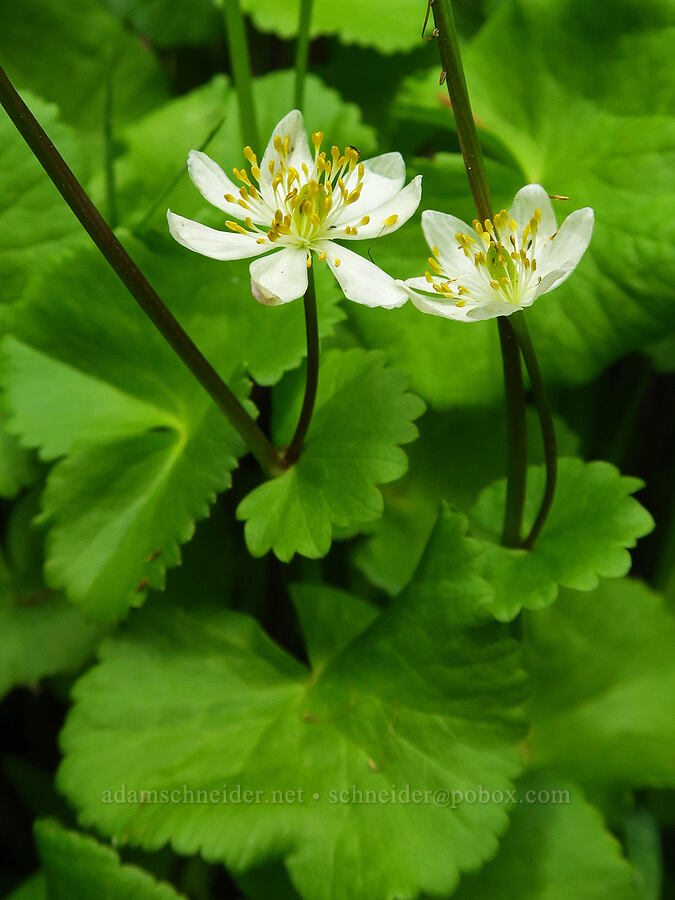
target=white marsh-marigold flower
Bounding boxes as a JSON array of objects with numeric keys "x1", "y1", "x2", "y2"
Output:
[
  {"x1": 167, "y1": 109, "x2": 422, "y2": 307},
  {"x1": 406, "y1": 184, "x2": 593, "y2": 322}
]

···

**Request:** Copy out every line of the listing above word for word, but omit the pictures.

**Response to this exercise:**
target=white marsh-marigold flower
Bounding boxes as a JSON array of objects with numeric keys "x1", "y1", "x2", "y2"
Output:
[
  {"x1": 167, "y1": 109, "x2": 422, "y2": 307},
  {"x1": 406, "y1": 184, "x2": 593, "y2": 322}
]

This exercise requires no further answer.